==== Material shown
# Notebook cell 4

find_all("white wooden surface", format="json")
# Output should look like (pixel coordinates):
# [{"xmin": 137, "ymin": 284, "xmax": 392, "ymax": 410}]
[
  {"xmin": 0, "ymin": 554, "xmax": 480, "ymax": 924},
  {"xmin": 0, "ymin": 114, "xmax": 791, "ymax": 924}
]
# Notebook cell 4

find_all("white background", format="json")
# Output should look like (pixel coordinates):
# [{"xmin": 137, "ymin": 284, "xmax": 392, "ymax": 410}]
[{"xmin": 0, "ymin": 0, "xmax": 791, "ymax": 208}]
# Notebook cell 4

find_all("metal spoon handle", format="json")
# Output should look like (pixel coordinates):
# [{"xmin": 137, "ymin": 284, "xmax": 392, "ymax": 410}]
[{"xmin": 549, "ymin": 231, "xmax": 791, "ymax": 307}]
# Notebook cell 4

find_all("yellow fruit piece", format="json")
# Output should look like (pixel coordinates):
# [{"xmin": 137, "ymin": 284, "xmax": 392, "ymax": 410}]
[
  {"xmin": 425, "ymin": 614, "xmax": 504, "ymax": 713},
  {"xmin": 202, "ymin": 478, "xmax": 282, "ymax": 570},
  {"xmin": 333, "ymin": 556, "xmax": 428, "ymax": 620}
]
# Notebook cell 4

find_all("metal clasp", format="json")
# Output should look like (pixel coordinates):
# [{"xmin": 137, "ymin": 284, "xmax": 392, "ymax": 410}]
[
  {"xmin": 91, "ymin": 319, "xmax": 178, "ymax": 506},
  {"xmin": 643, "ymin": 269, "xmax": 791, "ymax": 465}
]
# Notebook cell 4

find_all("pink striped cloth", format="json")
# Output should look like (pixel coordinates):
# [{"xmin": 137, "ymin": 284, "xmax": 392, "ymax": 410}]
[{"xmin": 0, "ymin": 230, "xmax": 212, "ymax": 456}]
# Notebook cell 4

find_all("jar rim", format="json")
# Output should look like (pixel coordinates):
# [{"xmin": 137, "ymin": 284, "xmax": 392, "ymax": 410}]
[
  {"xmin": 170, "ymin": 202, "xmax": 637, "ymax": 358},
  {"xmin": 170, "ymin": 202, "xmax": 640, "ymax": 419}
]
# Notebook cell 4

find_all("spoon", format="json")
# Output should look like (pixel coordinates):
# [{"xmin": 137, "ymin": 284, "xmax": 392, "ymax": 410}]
========
Problem to solve: Please copy the listing above line for line, changing nothing.

Exercise result:
# Notebook cell 4

find_all("white wooden surface", format="json")
# Output should look like (pixel coordinates):
# [{"xmin": 137, "ymin": 284, "xmax": 392, "ymax": 410}]
[
  {"xmin": 0, "ymin": 554, "xmax": 480, "ymax": 924},
  {"xmin": 0, "ymin": 114, "xmax": 791, "ymax": 924}
]
# Notebook cell 4

find_all("white background", format="json")
# Output should look like (pixel coordinates):
# [{"xmin": 137, "ymin": 284, "xmax": 392, "ymax": 410}]
[{"xmin": 0, "ymin": 0, "xmax": 791, "ymax": 208}]
# Notebook cell 4

find_all("metal spoon handle", format="json")
# Output should look like (pixel coordinates):
# [{"xmin": 137, "ymin": 284, "xmax": 392, "ymax": 410}]
[{"xmin": 549, "ymin": 231, "xmax": 791, "ymax": 307}]
# Notebook cell 4

find_all("yellow fruit piece", format="json")
# Output should look like (pixel coordinates):
# [{"xmin": 137, "ymin": 284, "xmax": 392, "ymax": 410}]
[
  {"xmin": 425, "ymin": 614, "xmax": 504, "ymax": 713},
  {"xmin": 202, "ymin": 478, "xmax": 282, "ymax": 570},
  {"xmin": 333, "ymin": 556, "xmax": 428, "ymax": 620}
]
# Notebook cell 4

find_all("metal clasp", format="json")
# Output should look like (pixel coordinates):
# [{"xmin": 137, "ymin": 284, "xmax": 392, "ymax": 410}]
[
  {"xmin": 91, "ymin": 319, "xmax": 178, "ymax": 506},
  {"xmin": 643, "ymin": 269, "xmax": 791, "ymax": 465}
]
# Notebook cell 4

find_all("pink striped cloth", format="json")
# Output should look like (pixel coordinates):
# [{"xmin": 137, "ymin": 284, "xmax": 392, "ymax": 410}]
[{"xmin": 0, "ymin": 230, "xmax": 212, "ymax": 456}]
# Notebook cell 4

find_all("jar rim", format="json")
# Output should look like (pixel coordinates):
# [{"xmin": 137, "ymin": 284, "xmax": 392, "ymax": 410}]
[
  {"xmin": 170, "ymin": 202, "xmax": 637, "ymax": 358},
  {"xmin": 170, "ymin": 202, "xmax": 640, "ymax": 419}
]
# Notebook cell 4

find_all("spoon", format="json")
# Output should look like (pixel coordinates):
# [{"xmin": 137, "ymin": 284, "xmax": 392, "ymax": 410}]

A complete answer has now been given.